--- begin Records for the exercise ---

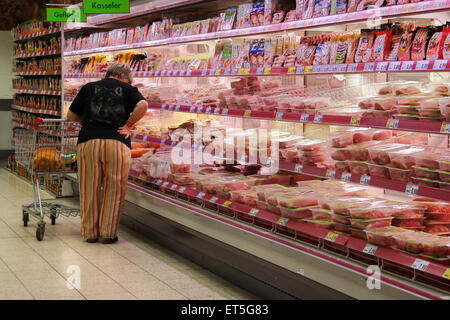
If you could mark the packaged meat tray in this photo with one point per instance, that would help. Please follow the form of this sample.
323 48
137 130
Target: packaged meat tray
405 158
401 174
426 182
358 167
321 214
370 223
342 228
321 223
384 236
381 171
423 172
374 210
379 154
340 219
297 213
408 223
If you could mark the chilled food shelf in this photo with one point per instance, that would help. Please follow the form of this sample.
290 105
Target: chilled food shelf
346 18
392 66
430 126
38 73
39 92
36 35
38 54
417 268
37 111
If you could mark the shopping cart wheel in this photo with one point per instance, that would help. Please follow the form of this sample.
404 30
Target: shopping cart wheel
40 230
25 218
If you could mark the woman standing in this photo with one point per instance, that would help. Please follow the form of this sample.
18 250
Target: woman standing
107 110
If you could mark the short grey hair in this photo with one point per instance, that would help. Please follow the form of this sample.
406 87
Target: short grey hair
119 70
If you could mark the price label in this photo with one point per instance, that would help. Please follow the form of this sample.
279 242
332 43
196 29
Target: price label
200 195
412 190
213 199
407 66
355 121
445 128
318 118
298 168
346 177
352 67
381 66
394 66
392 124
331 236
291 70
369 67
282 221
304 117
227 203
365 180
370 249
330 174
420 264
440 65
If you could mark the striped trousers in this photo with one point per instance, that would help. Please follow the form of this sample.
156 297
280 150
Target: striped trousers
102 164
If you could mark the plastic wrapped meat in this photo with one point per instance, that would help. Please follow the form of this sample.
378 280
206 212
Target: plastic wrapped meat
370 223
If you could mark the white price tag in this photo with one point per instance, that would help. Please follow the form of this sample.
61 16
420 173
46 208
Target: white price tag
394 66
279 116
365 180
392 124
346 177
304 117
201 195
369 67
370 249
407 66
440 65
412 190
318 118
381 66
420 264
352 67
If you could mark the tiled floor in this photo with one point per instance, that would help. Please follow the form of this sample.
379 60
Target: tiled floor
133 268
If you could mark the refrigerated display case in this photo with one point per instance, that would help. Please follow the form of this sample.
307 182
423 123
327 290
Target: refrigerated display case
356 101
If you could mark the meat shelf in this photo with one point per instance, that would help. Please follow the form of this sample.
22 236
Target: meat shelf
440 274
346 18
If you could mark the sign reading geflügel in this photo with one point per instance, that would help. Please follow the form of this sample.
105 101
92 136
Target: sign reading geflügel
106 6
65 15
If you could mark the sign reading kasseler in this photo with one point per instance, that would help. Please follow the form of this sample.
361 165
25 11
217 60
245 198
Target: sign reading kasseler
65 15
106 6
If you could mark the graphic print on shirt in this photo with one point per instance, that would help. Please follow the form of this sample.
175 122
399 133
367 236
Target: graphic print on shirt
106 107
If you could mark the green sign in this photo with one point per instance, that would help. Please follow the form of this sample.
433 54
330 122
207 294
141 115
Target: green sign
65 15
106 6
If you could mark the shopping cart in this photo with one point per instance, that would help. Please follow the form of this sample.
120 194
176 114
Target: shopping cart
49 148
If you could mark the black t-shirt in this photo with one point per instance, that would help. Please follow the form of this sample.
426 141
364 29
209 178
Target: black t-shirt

--- end Records for the exercise ---

Problem details: Could you reproduce all of the data above word for word, leaving the pictures out?

Final answer:
If you could mark the packaged meat tray in this photo with one point per instance, that would help. Please follow the form of this sample.
323 48
137 130
Target: packaged meat tray
405 158
401 174
426 182
358 167
321 214
370 223
342 228
321 223
384 236
381 171
423 172
374 210
379 154
340 219
297 213
408 223
If you could mark the chilled food shelf in this photo with one point per instance, that would help. Please follow the form of this sample.
290 105
Target: chilled food shelf
346 18
392 66
430 126
38 73
39 92
36 35
38 54
417 268
37 111
If you could mark the shopping cart wheel in this photo with one point per instance, that would help. Please follow the form of this sample.
404 30
Target: shopping cart wheel
40 230
25 218
If you could mark the woman standing in this photo with one point per instance, that would help. Please follow the form of this sample.
18 250
Target: woman standing
107 110
If you could mark the short grey hair in this photo with one point per instance, that would help. Please follow the form of this sample.
406 87
Target: short grey hair
119 70
If you could mark the price label in this photo with one point per instance, that would help. Please follow the form of this sample.
279 242
332 43
196 29
Target: price label
200 195
412 190
213 199
407 66
355 121
445 128
318 118
298 168
346 177
352 67
381 66
394 66
392 124
331 236
291 70
369 67
282 221
304 117
227 203
365 180
370 249
330 174
420 264
440 65
If you could mark the striped trousers in this photo with one point per instance, that would help. Please follow the form of this sample.
156 297
280 150
Target: striped trousers
102 164
If you could mark the plastic wrapped meat in this photo with one point per instance, that would help. Please follow the form of this sample.
378 280
206 212
Target: plastic wrapped meat
370 223
If you could mark the white price tag in this photo with one point per instance, that would help. Please follow the form of this sample.
61 16
420 173
46 208
Target: white price tag
394 66
279 116
365 180
392 124
346 177
304 117
201 195
369 67
370 249
407 66
440 65
412 190
318 118
381 66
420 264
352 67
If you could mark the tiled floor in this photo with one point per instance, that would help. Please follow the form of this sample.
379 60
Target: tiled floor
133 268
If you could mark the refrigerated display case in this photo with one point per instance, that would help. Please follow the form of this sample.
307 182
423 123
327 290
Target: refrigerated display case
356 101
If you could mark the meat shelf in this photo with one point per instance, that would help. Please follow the form of this sample.
22 236
Target: meat shelf
440 274
346 18
If you could mark the sign reading geflügel in this photo with one point per instance, that would help. Please follow the form of this sample.
105 101
92 136
Target: sign reading geflügel
106 6
65 15
If you could mark the sign reading kasseler in this photo with one point per instance, that would help. Please follow the form of this sample.
361 165
25 11
217 60
245 198
Target: sign reading kasseler
65 15
106 6
If you could mark the graphic print on shirt in this photo with one point per instance, that would help. Please follow the form of this sample.
175 122
399 133
367 236
Target: graphic print on shirt
106 107
If you could mark the green sign in this photo with one point per instance, that would help. Please follow the form of this sample.
433 54
330 122
207 294
141 115
Target: green sign
65 15
106 6
If you could mark the shopping cart in this photo with one point per instance, that would help. Please follow the form of this sample.
120 194
176 114
Target: shopping cart
49 148
If you could mark the black t-shirt in this photo with one point per instance, that would help. Please follow the form of this sample.
426 141
364 29
209 178
Target: black t-shirt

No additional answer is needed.